* 給定文本
+ + +

「你運氣好,今年的海拉爾是近二十年來最美的海拉爾。」一下飛機,遇到的司機、小賣部的老板、酒店服務員、牧牛的男孩、年輕的屠夫、燒鍋的阿姨、啃羊棒骨的老奶奶都這樣說,「雨水多,水都漫過橋面了,草長得又綠又長!」
草原上的人一定熱愛夏天,它的變化是陡然而至的急促。云朵像小孩兒捏的棉花,隨手扔向天空,河流是打開的水龍頭一股腦兒漫向了山坡,就連牛、馬、羊也沒準備好,那一日,干枯的草料就不再吃了,集體出動,向山頂進發去吃新抽出來的嫩綠。誰都不知夏來是幾時,藏在林區、草坡、卵石、野芍藥之下的綠意筆鋒一轉噴濺而出,男人女人迫不及待踏上草地去跳舞,用圓滾滾的面龐和鮮衣怒馬去迎接短暫的、繁忙的、聲勢浩大的夏天,盛宴開始,夏氣盎然。
陽光下,山坡頂端盛開的山丹花。
「彩虹!彩虹!」一聲稚嫩劃開帳篷,在里頭躲雨的人紛紛跑出來向南邊的天空望去,那是一道掛在遠處紅屋頂上淡得沒影的彩虹。一切都迫不及待,當風刮來,烏云飄來,雨噼啪噼啪打下來的時候,人們朝著帳篷一擁而入,三個孩童調皮地掀起紙殼趴進去,對著雨點嬉笑尖叫,草地上就這樣呼啦啦長出一頂遮雨的「蘑菇」。也有不怕雨的老人,戴著一頂尖尖的羊毛呢帽子,右手揣進胸前的衣襟里,抽著煙,緩慢踱步,如同那只黑色長發的草原獒一樣漫不經心,他知道,這雨下不了幾時。果然,十分鐘,雨停了。沒等烏云散去,剛才那道彩虹便在濃密又有棱角的云層中潦草地顯現,好似所有的氣象都在慌忙入席。

+ + +

* 指定任務 A
請收集資料行中所有含有字串「leafy」的行,並逐行列出。
這篇文本與各資料行彼此獨立,互不相關。

+ + +

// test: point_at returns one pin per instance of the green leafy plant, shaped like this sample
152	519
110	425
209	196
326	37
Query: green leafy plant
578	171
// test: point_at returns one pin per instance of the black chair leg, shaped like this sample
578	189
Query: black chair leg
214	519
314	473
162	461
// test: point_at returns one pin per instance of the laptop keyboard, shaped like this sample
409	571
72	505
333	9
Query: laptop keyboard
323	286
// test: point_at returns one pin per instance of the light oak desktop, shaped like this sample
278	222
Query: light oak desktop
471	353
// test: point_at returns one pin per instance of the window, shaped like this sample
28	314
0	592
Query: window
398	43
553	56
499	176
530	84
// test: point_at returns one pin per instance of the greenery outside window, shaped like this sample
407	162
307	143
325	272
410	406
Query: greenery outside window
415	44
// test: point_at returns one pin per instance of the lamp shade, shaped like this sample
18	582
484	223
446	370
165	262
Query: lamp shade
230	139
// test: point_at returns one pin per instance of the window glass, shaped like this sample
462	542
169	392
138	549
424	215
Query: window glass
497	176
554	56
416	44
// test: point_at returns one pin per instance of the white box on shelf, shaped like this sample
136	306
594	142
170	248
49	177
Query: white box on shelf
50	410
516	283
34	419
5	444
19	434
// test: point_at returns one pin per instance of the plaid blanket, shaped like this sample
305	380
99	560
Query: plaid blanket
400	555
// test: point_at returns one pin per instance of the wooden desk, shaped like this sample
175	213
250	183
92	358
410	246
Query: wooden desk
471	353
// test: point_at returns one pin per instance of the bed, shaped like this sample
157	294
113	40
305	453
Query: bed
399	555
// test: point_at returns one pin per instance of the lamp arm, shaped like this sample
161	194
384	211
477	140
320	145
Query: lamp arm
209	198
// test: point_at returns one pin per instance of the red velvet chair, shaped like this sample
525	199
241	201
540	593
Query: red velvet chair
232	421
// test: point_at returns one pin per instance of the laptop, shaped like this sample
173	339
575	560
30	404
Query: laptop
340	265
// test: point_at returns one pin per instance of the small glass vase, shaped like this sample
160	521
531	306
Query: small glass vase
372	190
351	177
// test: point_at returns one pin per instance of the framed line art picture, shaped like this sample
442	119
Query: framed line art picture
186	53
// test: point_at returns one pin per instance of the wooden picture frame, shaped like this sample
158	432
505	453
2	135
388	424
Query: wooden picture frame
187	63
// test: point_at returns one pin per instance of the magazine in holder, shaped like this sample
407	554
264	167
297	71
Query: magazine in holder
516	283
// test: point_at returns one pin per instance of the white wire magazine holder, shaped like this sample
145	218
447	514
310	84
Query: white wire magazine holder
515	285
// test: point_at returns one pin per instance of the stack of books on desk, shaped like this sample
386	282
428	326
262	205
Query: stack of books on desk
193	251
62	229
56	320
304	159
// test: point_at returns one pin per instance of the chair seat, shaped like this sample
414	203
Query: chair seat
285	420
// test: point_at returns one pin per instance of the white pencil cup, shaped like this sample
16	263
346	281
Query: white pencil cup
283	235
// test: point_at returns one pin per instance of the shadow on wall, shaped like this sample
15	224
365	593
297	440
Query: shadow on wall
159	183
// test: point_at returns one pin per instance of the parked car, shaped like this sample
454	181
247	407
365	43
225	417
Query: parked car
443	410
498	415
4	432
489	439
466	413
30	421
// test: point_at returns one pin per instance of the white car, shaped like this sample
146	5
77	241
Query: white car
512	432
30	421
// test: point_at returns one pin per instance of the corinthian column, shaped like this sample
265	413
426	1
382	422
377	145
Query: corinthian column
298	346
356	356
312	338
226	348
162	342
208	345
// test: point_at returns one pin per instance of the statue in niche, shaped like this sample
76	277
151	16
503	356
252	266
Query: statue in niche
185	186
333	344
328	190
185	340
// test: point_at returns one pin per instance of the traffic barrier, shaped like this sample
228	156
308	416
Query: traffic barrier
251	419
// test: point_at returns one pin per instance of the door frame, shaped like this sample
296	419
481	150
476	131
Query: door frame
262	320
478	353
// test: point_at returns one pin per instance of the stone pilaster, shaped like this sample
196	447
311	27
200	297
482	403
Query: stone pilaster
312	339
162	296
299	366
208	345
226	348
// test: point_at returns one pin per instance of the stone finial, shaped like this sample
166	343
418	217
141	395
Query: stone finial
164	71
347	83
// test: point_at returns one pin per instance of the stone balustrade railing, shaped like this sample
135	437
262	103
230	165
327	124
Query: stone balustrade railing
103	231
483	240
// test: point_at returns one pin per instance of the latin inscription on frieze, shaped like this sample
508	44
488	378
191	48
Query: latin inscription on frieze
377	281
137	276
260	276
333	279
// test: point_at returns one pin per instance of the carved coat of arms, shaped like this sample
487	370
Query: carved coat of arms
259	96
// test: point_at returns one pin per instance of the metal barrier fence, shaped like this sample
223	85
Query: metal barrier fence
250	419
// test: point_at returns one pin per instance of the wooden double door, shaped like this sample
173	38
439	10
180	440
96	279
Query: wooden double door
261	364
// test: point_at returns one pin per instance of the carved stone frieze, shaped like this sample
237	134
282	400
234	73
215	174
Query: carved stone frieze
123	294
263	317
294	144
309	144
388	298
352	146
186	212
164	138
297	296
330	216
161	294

+ + +

* 指定任務 B
請把文本中以「草原上的人一定熱愛夏天」開頭的那一段改寫成簡短的條列,並保留其中的主要事實。

* 練習結果 A
// test: point_at returns one pin per instance of the green leafy plant, shaped like this sample
Query: green leafy plant

* 練習結果 B
- 草原上的人熱愛夏天,夏天的變化來得陡然又急促。
- 雲朵像小孩捏的棉花,河流漫向山坡。
- 牛、馬、羊不再吃乾枯的草料,成群上山頂吃新長出的嫩綠。
- 沒人知道夏天何時到來,藏在林區、草坡、卵石、野芍藥下的綠意一下子噴濺而出。
- 男男女女迫不及待踏上草地跳舞,迎接短暫、繁忙、聲勢浩大的夏天。